# EXERCISE DETAILS
Transcribe the lines below verbatim, skipping the images.

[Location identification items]
■ ■ ■ ■ ■ ■ ■
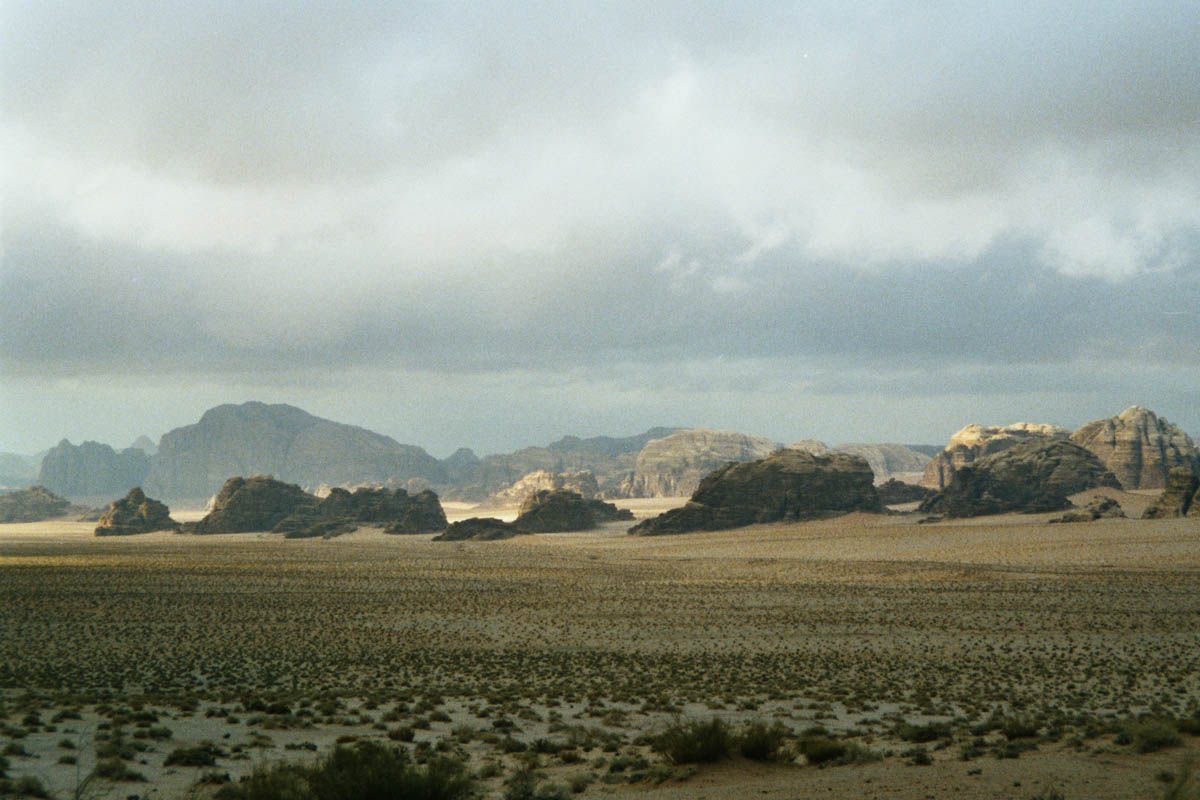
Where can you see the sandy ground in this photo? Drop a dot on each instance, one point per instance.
(855, 624)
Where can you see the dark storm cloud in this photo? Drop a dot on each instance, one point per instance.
(868, 200)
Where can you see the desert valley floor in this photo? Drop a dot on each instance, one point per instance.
(994, 657)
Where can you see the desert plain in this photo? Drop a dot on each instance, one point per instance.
(988, 657)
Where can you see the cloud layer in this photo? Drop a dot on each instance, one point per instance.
(575, 192)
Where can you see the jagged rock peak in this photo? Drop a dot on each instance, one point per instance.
(976, 441)
(135, 513)
(789, 485)
(1140, 447)
(1030, 476)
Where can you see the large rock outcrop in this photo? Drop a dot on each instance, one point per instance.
(976, 441)
(789, 485)
(135, 513)
(251, 504)
(1181, 498)
(342, 511)
(1139, 447)
(34, 504)
(889, 461)
(675, 465)
(93, 469)
(282, 440)
(1031, 476)
(582, 482)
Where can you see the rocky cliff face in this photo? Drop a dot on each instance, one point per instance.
(582, 482)
(1030, 476)
(976, 441)
(255, 438)
(34, 504)
(251, 504)
(1180, 498)
(675, 464)
(889, 461)
(93, 469)
(135, 513)
(789, 485)
(1140, 447)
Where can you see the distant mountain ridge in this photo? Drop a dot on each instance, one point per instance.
(286, 441)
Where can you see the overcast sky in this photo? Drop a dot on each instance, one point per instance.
(491, 224)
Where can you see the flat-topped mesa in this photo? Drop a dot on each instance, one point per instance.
(1031, 476)
(1181, 498)
(135, 513)
(789, 485)
(251, 504)
(1140, 447)
(976, 441)
(673, 465)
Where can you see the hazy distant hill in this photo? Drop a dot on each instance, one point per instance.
(93, 470)
(611, 459)
(286, 441)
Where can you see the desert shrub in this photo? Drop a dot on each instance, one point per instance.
(1153, 735)
(695, 743)
(760, 741)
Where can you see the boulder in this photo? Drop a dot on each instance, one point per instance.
(34, 504)
(893, 492)
(251, 504)
(675, 464)
(1181, 498)
(1139, 447)
(1096, 509)
(135, 513)
(789, 485)
(1030, 476)
(976, 441)
(477, 528)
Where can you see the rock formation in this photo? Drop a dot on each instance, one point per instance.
(34, 504)
(135, 513)
(342, 511)
(675, 464)
(255, 438)
(1096, 509)
(251, 504)
(889, 461)
(582, 482)
(789, 485)
(1031, 476)
(1181, 498)
(93, 469)
(477, 528)
(1140, 447)
(976, 441)
(893, 492)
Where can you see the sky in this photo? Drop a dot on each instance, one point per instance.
(491, 224)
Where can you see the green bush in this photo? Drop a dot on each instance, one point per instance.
(365, 771)
(695, 743)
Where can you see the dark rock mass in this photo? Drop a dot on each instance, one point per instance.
(283, 440)
(93, 469)
(342, 511)
(1031, 476)
(135, 513)
(34, 504)
(1181, 498)
(789, 485)
(1096, 509)
(1140, 447)
(251, 504)
(893, 492)
(477, 528)
(562, 510)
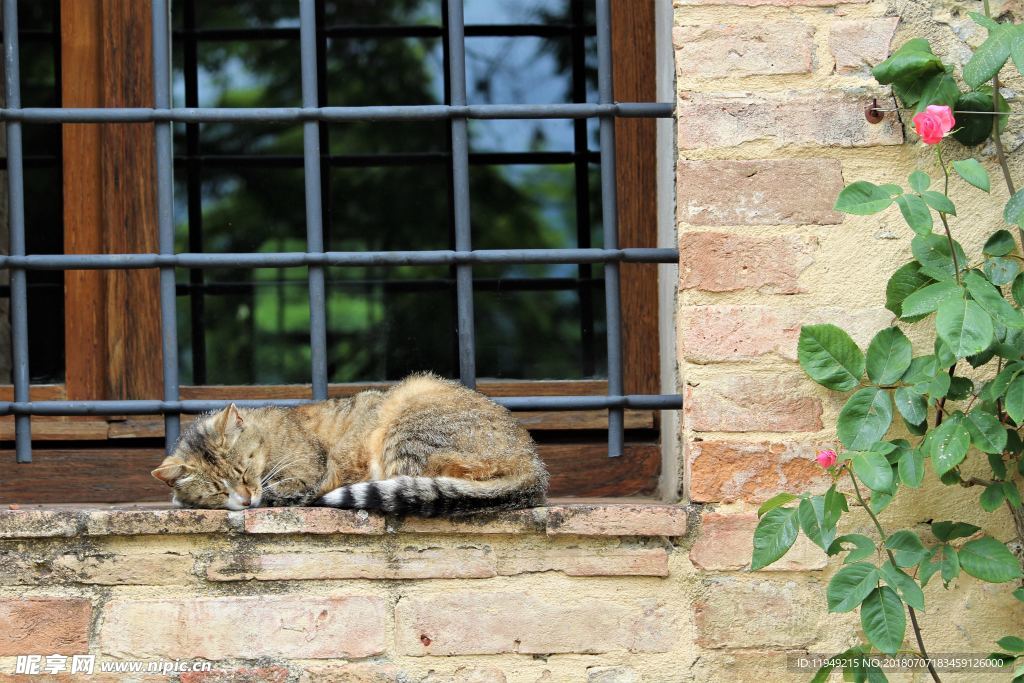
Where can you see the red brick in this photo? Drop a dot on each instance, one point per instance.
(154, 521)
(727, 471)
(529, 520)
(488, 623)
(311, 520)
(38, 523)
(406, 563)
(860, 44)
(759, 193)
(261, 675)
(785, 119)
(624, 519)
(352, 673)
(726, 544)
(588, 562)
(282, 626)
(44, 626)
(744, 403)
(711, 334)
(727, 50)
(724, 262)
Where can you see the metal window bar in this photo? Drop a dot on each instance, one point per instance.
(311, 115)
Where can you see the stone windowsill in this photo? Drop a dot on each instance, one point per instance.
(594, 518)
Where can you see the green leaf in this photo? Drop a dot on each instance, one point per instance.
(910, 62)
(922, 369)
(964, 326)
(972, 171)
(989, 57)
(920, 181)
(991, 300)
(836, 505)
(889, 355)
(948, 445)
(911, 406)
(915, 213)
(936, 387)
(1000, 244)
(911, 468)
(1012, 643)
(939, 202)
(829, 356)
(907, 587)
(862, 547)
(987, 433)
(811, 514)
(873, 470)
(1013, 496)
(928, 567)
(864, 419)
(927, 299)
(850, 586)
(949, 530)
(1014, 210)
(775, 502)
(883, 619)
(998, 467)
(902, 284)
(992, 497)
(939, 89)
(975, 128)
(862, 199)
(906, 547)
(774, 536)
(1015, 400)
(987, 559)
(1000, 270)
(960, 388)
(932, 251)
(949, 564)
(1017, 289)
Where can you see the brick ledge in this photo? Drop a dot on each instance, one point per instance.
(595, 518)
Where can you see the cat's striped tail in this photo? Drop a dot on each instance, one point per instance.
(431, 497)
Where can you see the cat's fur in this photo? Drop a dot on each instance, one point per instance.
(426, 446)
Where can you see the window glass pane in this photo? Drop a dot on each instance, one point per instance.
(387, 185)
(39, 54)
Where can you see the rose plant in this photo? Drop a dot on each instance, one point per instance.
■ ■ ■ ■ ■ ■ ■
# ANSWER TO THIS PROBLEM
Where can you see the sandy ground in this photo? Drop a dot on each instance, one point per instance.
(855, 624)
Where can you see the dark storm cloud in this photo? Drop a dot on each instance, one point per instance.
(868, 200)
Where can you see the desert valley floor in this photo? Drop a dot on each instance, one point per instance.
(994, 657)
Where can you see the desert plain in this photo? Drop a dot on each instance, one point per instance.
(988, 657)
Where can you see the cloud layer in this photo? Drop a dot on each instance, one point per instance.
(575, 192)
Where can you see the jagged rock peak in this photo? Drop a dot on each instance, one point per instance.
(976, 441)
(135, 513)
(789, 485)
(1140, 447)
(1030, 476)
Where can you see the large rock outcrop in this photo? Drop a dot on each instance, one point per instance.
(976, 441)
(789, 485)
(135, 513)
(251, 504)
(1181, 498)
(342, 511)
(1139, 447)
(34, 504)
(889, 461)
(675, 465)
(93, 469)
(282, 440)
(1031, 476)
(582, 482)
Where can you see the rocky cliff face in this photo? Drop a dot on each instance, one point per instance.
(582, 482)
(1030, 476)
(976, 441)
(255, 438)
(34, 504)
(251, 504)
(1180, 498)
(675, 464)
(889, 461)
(93, 469)
(135, 513)
(789, 485)
(1140, 447)
Where can you see the distant mountain ridge in this photo? Drop a dot on each instance, one point per instance.
(286, 441)
Where can you see the overcast sky in this photo? Drop a dot on each instance, one point per instance.
(491, 224)
Where can you see the flat-topped mesa in this photo? Drop a dot on each instance, one point per instance.
(1031, 476)
(1181, 498)
(135, 513)
(789, 485)
(251, 504)
(1140, 447)
(976, 441)
(673, 465)
Where can you see the hazy distant hill in this photo? Drop a dot on each instance, one point per instance.
(93, 470)
(611, 459)
(286, 441)
Where can you see the desert shrub in this photo? Drop a dot on each instance, one point per instance.
(1153, 735)
(695, 743)
(760, 741)
Where can you see the boulder in this photo? Drop a dot on each instance, one point per instance.
(34, 504)
(893, 492)
(251, 504)
(675, 464)
(1181, 498)
(1139, 447)
(1096, 509)
(135, 513)
(789, 485)
(1030, 476)
(976, 441)
(477, 528)
Where can you see the rock formation in this photo? Drop a dot on each instance, one point per instance.
(34, 504)
(135, 513)
(342, 511)
(675, 464)
(255, 438)
(1096, 509)
(251, 504)
(889, 461)
(582, 482)
(789, 485)
(1031, 476)
(1181, 498)
(93, 469)
(477, 528)
(1140, 447)
(976, 441)
(893, 492)
Where can you see the sky in this photo? Drop a dot on each instance, one point per instance.
(491, 224)
Where can you see the green bush in this photo? Drop a dot on each instance, one point per instance.
(365, 771)
(695, 743)
Where can you see the dark rock mass in this photo? Drop a dot on each instance, one point per instance.
(283, 440)
(93, 469)
(342, 511)
(1031, 476)
(135, 513)
(34, 504)
(1181, 498)
(789, 485)
(1096, 509)
(1140, 447)
(251, 504)
(893, 492)
(477, 528)
(562, 510)
Where can you see the red brick in this photo? Drop a dot on each instance, one point per instance.
(154, 521)
(727, 471)
(529, 520)
(488, 623)
(311, 520)
(38, 523)
(406, 563)
(860, 44)
(759, 193)
(261, 675)
(785, 119)
(624, 519)
(352, 673)
(726, 544)
(588, 562)
(282, 626)
(44, 626)
(744, 403)
(711, 334)
(727, 50)
(724, 262)
Where can you see the metal window bar in this photo? Drop a dot on each instance, one point per instance.
(311, 115)
Where can you see the stone windowsill in this photo? Drop a dot on each instance, one point per instance.
(594, 518)
Where can you see the green leaf in this photo? Drop a dot on each instance, one point per instance.
(910, 62)
(922, 369)
(964, 326)
(972, 171)
(989, 57)
(920, 181)
(991, 300)
(836, 505)
(889, 355)
(948, 445)
(911, 406)
(915, 213)
(936, 387)
(1000, 244)
(911, 468)
(1012, 643)
(939, 202)
(829, 356)
(907, 587)
(862, 547)
(987, 433)
(811, 514)
(873, 470)
(1013, 496)
(928, 567)
(864, 419)
(927, 299)
(850, 586)
(949, 530)
(1014, 210)
(775, 502)
(883, 619)
(998, 467)
(902, 284)
(992, 497)
(939, 89)
(975, 128)
(862, 199)
(906, 547)
(774, 536)
(1015, 400)
(987, 559)
(1000, 270)
(960, 388)
(932, 251)
(949, 564)
(1017, 289)
Where can you see the brick ledge in this photo? Drop a dot on each instance, one point per instance.
(595, 518)
Where can you see the cat's striped tail in this photo? Drop a dot on each instance, one point per instance.
(431, 497)
Where can you see the cat's fur in this photo? Drop a dot on each instance, one point per instance.
(426, 446)
Where can you see the window glass pane in this photo? Drop a dot on each instance, one point per instance.
(387, 185)
(39, 54)
Where can you see the rose plant in this photo? Drop a dot on each instance, one point per instance.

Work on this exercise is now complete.